The US is perceived as one of the biggest proponents of intellectual property
agreements and has worked through multilateral and bilateral relationships to
seek their enforcement.
"The US is accused of granting patents on dubious grounds and then trying to
enforce them through the bilateral free trade agreements and investment
treaties," senior policy analyst Steve Suppan at the US-based Institute for
Agriculture and Trade Policy told Inter Press Service.
Obama has called for a successful conclusion to the Doha talks, but his
administration will face the difficult task of contributing to the Doha round
negotiation without offending industry groups in the US which will likely ask
for greater protectionism.
The administration's situation is further hampered by the fact that industry
groups and trade unions have a long history with the Democrats and hold
considerable influence.
"I do think the president will have more to say about the role trade will play
in our overall economic recovery sometime between now and the G-20 summit,"
Kirk told reporters. "I think what may make this different is that with the
change in the administration - in the United States and in India certainly, in
South Africa, in other countries - you have a new cast of countries with new
leadership that have a desire to try to make this happen."
The financial crisis was heavy over the mini-ministerial, where many have
expressed concern that the WTO may have failed to encourage appropriate
regulatory measures in the financial markets.
"When you allow [the financial system's] governance to deteriorate, when you
have banks that are too big to fail, it means that you've abandoned regulatory
supervision and you've also abandoned your antitrust enforcement. That's
something the Obama administration is looking pretty closely at," said Suppan.

EXTRACTED MATERIAL:

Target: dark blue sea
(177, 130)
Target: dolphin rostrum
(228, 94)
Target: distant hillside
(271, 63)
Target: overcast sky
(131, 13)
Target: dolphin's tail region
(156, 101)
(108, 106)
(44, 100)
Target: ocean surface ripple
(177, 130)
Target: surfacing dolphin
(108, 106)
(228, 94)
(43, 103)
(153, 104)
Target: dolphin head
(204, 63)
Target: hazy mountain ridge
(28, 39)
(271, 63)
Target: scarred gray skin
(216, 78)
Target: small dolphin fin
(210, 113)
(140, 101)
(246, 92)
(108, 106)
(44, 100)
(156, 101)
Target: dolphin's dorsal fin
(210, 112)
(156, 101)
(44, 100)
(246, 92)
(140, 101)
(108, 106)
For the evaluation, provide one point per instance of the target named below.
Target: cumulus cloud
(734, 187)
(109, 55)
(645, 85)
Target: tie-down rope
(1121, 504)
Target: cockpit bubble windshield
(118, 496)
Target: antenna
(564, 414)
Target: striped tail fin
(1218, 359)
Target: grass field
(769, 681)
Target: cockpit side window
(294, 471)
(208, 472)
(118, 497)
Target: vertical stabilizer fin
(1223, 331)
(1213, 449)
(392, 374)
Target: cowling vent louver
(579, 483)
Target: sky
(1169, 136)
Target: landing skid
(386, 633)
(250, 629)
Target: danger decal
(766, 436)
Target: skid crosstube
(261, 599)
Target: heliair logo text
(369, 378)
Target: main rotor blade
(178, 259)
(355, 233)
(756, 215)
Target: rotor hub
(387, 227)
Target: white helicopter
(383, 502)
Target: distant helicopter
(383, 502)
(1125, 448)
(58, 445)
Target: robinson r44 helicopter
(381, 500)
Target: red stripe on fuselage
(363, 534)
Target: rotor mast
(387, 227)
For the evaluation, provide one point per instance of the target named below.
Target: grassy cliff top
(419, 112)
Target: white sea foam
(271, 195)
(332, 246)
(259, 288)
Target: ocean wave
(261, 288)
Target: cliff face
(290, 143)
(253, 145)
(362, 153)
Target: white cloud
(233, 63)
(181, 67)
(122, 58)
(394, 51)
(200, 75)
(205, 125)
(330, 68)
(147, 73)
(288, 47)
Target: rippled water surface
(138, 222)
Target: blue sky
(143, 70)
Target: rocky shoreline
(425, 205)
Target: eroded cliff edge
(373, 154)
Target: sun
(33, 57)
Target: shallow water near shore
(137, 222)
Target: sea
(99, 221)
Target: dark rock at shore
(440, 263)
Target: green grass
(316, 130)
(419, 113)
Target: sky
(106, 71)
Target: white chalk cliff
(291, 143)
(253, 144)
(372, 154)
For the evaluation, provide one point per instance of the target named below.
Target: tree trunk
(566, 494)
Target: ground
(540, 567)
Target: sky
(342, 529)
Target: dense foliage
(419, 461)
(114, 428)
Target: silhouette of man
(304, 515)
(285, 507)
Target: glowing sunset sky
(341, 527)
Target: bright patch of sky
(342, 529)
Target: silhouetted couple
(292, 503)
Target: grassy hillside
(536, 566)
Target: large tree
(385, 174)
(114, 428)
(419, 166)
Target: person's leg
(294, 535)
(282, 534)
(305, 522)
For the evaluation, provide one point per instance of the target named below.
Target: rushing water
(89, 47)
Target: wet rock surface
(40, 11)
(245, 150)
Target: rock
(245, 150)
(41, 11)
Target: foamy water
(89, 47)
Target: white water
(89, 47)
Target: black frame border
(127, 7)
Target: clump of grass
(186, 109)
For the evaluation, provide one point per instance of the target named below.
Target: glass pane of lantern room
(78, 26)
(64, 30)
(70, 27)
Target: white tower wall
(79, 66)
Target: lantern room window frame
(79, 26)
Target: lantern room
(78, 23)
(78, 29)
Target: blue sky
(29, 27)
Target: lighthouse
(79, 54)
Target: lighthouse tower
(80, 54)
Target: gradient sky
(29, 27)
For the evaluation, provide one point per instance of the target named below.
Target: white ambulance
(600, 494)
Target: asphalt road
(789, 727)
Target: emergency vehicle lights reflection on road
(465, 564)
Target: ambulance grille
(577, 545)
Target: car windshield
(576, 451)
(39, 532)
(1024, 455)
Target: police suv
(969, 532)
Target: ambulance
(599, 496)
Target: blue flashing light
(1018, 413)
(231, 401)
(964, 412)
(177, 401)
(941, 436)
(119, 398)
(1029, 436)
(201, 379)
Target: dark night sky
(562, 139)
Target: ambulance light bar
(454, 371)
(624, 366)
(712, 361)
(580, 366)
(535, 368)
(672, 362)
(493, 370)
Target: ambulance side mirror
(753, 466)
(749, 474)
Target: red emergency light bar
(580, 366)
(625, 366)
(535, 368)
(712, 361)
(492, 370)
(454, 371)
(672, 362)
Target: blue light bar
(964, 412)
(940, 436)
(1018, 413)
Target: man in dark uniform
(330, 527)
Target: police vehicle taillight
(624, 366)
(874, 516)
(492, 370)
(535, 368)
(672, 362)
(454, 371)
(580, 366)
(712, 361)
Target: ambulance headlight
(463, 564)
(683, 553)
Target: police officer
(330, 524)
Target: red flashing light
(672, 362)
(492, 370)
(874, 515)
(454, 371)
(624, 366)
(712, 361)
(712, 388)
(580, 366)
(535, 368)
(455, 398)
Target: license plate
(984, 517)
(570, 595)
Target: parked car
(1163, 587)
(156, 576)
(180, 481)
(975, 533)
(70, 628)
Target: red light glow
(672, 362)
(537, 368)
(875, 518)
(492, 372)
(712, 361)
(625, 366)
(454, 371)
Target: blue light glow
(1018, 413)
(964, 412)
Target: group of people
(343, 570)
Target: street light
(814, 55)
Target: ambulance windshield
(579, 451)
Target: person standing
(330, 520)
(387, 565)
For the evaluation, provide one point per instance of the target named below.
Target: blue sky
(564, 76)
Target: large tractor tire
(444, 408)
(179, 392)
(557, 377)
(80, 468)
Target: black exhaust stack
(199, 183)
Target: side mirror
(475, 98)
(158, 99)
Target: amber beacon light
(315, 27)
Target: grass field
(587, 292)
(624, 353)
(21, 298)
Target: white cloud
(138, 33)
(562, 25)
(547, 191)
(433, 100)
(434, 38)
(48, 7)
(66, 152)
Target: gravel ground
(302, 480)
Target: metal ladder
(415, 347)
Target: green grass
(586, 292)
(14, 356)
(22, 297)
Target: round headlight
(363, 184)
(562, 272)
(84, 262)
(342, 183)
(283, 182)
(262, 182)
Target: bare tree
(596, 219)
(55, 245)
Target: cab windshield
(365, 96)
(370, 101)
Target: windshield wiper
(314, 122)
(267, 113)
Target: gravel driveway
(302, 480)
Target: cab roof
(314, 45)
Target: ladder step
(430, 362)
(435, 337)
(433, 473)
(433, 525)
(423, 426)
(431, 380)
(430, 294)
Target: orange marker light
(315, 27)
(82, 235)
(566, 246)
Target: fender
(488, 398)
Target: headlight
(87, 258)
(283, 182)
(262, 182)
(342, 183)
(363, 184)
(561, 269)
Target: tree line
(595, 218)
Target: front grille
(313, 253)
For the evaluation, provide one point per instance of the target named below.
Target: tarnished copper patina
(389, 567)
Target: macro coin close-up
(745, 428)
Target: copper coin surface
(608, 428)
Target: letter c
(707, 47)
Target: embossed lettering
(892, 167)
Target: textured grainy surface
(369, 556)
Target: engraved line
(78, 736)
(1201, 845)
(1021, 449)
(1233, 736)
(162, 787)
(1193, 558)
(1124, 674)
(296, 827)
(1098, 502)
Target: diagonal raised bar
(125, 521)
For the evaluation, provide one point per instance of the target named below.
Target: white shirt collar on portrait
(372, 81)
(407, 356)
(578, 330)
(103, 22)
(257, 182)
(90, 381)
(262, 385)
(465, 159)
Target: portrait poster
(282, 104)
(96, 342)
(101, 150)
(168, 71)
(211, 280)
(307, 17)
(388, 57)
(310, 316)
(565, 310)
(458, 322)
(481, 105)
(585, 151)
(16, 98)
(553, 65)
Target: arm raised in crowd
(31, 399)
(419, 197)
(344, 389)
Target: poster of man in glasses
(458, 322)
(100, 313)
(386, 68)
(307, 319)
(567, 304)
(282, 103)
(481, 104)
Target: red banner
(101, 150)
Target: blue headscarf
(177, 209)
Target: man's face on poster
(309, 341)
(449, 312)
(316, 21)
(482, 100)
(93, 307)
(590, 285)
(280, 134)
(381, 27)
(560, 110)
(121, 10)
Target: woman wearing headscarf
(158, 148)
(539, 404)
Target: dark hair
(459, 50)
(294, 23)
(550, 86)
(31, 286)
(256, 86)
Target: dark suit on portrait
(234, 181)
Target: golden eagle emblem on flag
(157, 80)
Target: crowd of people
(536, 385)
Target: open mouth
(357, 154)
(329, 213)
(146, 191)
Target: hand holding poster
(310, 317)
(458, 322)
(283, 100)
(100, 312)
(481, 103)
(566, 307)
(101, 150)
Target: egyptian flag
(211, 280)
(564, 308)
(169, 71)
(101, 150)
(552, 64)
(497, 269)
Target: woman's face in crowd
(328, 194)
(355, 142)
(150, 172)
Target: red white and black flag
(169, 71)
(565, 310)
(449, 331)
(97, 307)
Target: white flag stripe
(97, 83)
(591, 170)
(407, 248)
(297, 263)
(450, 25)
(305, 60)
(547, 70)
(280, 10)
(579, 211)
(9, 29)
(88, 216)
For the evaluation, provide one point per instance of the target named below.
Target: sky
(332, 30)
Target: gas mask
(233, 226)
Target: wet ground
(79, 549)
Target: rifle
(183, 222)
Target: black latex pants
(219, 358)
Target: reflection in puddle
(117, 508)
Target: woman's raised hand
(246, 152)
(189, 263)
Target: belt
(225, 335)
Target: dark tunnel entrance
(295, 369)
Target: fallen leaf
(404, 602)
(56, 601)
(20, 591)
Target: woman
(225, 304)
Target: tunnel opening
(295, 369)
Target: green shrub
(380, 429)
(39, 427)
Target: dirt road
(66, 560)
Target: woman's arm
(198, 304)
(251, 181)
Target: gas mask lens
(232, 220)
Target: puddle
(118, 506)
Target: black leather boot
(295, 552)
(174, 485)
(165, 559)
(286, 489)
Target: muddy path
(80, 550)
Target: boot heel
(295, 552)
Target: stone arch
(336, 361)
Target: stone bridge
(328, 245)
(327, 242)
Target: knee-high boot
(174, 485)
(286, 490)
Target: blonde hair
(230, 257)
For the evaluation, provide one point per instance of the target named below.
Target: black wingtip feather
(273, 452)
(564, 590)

DESCRIPTION OF THE TASK: Could you edit the part of the trade policy passage that opens with the words containing "The financial crisis" and closes with "the financial markets.", swapping "financial markets" for "banking sector"?

EXERCISE RESULT:
The financial crisis was heavy over the mini-ministerial, where many have
expressed concern that the WTO may have failed to encourage appropriate
regulatory measures in the banking sector.